## The problem
Please give the data again in full, exactly as provided.

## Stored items
[Start of Attachment]

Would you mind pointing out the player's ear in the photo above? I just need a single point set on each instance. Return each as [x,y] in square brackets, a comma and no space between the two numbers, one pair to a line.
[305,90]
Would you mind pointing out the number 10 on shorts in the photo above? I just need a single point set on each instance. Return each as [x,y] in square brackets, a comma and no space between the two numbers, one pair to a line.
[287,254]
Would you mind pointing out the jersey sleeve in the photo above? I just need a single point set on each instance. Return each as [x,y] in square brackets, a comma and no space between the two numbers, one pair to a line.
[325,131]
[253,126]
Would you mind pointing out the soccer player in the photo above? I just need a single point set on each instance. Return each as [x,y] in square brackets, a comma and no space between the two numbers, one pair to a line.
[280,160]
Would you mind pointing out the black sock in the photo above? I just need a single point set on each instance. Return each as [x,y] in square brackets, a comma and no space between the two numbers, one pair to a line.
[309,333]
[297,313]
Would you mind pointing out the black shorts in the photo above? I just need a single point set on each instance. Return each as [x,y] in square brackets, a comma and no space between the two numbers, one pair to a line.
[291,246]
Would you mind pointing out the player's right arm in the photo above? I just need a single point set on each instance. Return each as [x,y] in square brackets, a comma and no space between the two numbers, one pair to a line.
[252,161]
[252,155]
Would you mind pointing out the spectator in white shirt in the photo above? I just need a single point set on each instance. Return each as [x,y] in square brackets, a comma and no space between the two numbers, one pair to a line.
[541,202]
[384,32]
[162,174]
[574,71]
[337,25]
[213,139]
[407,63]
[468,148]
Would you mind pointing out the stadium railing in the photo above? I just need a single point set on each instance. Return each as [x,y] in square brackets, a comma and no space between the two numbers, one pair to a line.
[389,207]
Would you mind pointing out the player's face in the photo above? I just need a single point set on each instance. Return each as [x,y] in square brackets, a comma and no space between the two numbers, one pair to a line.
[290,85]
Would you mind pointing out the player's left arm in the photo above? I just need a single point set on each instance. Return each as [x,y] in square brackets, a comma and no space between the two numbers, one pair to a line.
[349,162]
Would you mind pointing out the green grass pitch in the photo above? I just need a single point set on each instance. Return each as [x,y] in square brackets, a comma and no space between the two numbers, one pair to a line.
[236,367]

[End of Attachment]

## Solution to the exercise
Would you mind pointing out the player's ear in the photo above? I just need a single point set on each instance. Return each as [x,y] in square brackets, a comma and no space between the two numbers, one pair to a line.
[305,90]
Would you mind pointing out the number 10 on shorts in the photo above? I just need a single point set on each instance. Return each as [x,y] in square brackets, a comma and no space between the two numbers, one pair to a line.
[287,254]
Would you mind pointing out the jersey sleeve in the photo above? I just need a single point set on each instance. Return each as [x,y] in square brackets, a comma and no space between the two numbers, one pair to a line.
[325,131]
[253,126]
Would you mind pointing out the soccer player in the photo above? I just need a single point set on each instance. Return each as [x,y] in square brackets, a comma and no space between the two numbers, one pair to a line.
[280,160]
Would you mind pointing out the black sock in the photo above? I just need a single point set on each instance. Return each as [x,y] in square brackets, a comma and no space between the two numbers, one pair to a line.
[309,333]
[297,313]
Would you mind pointing out the black shorts in the photo above? I just need a single point set on each instance. Return each as [x,y] in square brackets, a comma and no space between the two numbers, one pair to a line.
[291,246]
Would you mind pointing out the player's right arm in the photo above? I just need a single point set on each instance. Return each as [x,y] in square brackets, a comma and no space between the two numbers, one pair to a line.
[252,161]
[252,155]
Would you mind pointing out the spectator in white shirt in the photo above? I just need a single point set on each instance. Return each as [x,y] in square brackets, a comma and no space between the two numbers, one pair to a line.
[541,202]
[384,32]
[162,174]
[574,71]
[337,25]
[213,139]
[407,63]
[468,148]
Would you mind pointing out the stadium railing in the photo above? I just need a single point set on each instance. Return each as [x,y] in square brackets, a comma and no space between the two numbers, one pair to a line.
[389,207]
Would you mind pointing out the player's face in the photo above? I just need a single point set on each instance. Return each as [x,y] in square brackets, a comma and no space between the two numbers, one pair to a line.
[290,85]
Would you mind pointing out the player's left arm in the photo above? I just need a single point set on each instance. Return each as [x,y] in square brackets, a comma and no space between the two numbers, one pair to a line.
[349,162]
Would you mind pointing out the green grass pitch in the photo above? I just need a single point set on each instance. Return each as [x,y] in square brackets, a comma and no space between the two numbers, one pair to a line.
[236,367]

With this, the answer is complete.